Recopiez mot pour mot, s'il vous plaît, le passage du texte sur les producteurs québécois qui commence par « La trappe pour » et se poursuit jusqu'à « à l’américaine Lowe’s. ».

#### Texte source
********

La trappe pour les producteurs québécois


Vos élus du temps, comme ceux d’aujourd’hui, vous disaient que les producteurs québécois n’avaient aucune crainte à avoir. Au contraire, ils vendraient plus depuis que la compagnie a été vendue à des étrangers. C’est l’ânerie qu’a répétée la nouvelle ministre libérale de l’Économie, madame Dominique Anglade, lors de la vente de RONA à l’américaine Lowe’s.


Si on revient à Provigo, oh surprise. Ça démarre en trombe au mois de juillet 2003: «Provigo, les fruits et légumes seront achetés à partir de Toronto» (Le Journal de Montréal, 26 juillet 2003). Et ça continue avec cette autre bonne nouvelle: «Centralisation de Loblaws à Toronto. L’agroalimentaire québécois s’inquiète» et «Restructuration chez Loblaws. Les producteurs québécois s’inquiètent» (La Presse, les 5 mai 2006 et 24 janvier 2007). Ben non, faites-vous-en pas que continuaient à claironner nos politiciens. Et puis, bim, boum, bam et pataf: «Loblaws dit au revoir à une centaine de petits producteurs québécois» (La Presse, 23 avril 2009). Et le Conseil du patronat du Québec qui nous incite à manger québécois. À la fois de la naïveté et de l’hypocrisie de la part du CPQ. Tiens, une autre petite vite de rien du tout: «Cordon Bleu perd un contrat de Loblaws» (La Presse, 30 août 2010). Meilleure chance la prochaine fois, même s’il n’y aura pas de prochaine fois.

********

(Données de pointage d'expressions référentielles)

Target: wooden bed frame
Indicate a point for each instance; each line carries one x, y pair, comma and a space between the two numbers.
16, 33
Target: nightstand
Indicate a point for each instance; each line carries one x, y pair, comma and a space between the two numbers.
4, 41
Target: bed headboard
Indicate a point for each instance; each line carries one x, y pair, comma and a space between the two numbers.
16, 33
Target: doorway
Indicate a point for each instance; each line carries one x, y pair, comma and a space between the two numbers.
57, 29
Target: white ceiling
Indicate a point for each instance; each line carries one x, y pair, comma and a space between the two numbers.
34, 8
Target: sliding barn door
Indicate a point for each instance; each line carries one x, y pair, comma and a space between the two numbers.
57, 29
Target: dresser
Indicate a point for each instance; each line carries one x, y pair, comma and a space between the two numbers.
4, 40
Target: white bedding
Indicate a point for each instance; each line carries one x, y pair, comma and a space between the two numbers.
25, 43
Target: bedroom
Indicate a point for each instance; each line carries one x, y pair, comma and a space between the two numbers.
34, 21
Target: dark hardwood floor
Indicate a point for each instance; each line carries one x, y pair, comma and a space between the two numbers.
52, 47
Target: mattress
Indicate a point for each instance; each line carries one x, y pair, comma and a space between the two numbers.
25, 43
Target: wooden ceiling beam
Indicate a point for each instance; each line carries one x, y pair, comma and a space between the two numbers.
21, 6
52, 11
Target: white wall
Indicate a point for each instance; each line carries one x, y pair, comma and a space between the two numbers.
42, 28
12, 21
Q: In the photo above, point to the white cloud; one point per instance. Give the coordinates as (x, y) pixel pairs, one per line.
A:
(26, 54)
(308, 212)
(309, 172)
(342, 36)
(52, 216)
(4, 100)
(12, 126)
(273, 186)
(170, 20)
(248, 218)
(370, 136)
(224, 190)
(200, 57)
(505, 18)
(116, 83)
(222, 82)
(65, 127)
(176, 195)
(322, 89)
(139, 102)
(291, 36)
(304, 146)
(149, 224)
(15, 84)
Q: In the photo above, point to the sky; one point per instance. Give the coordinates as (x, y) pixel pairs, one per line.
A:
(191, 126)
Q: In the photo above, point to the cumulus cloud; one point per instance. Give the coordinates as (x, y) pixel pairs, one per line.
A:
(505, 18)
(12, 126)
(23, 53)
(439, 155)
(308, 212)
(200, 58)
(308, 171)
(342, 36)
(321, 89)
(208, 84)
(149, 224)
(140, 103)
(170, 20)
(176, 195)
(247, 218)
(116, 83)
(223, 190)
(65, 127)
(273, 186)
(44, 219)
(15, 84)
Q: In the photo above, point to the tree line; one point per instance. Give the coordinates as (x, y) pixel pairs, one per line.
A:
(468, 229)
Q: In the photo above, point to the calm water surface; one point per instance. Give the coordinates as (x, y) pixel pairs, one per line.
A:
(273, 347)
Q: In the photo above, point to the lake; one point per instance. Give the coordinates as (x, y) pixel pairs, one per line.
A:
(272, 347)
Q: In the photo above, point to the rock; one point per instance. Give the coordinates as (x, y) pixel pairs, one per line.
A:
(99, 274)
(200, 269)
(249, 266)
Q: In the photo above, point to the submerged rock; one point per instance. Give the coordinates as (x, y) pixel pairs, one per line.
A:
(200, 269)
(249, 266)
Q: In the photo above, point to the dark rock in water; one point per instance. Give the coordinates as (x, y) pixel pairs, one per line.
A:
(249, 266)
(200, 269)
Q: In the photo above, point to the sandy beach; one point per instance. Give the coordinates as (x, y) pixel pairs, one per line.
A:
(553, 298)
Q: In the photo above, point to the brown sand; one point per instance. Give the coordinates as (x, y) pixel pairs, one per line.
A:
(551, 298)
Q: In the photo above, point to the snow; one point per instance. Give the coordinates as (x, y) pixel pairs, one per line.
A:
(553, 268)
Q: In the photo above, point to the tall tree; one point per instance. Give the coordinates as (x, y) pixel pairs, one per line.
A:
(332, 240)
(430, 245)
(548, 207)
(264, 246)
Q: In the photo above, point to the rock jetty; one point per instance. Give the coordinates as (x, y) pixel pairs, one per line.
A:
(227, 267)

********

#### Résultat de l'exercice
La trappe pour les producteurs québécois


Vos élus du temps, comme ceux d’aujourd’hui, vous disaient que les producteurs québécois n’avaient aucune crainte à avoir. Au contraire, ils vendraient plus depuis que la compagnie a été vendue à des étrangers. C’est l’ânerie qu’a répétée la nouvelle ministre libérale de l’Économie, madame Dominique Anglade, lors de la vente de RONA à l’américaine Lowe’s.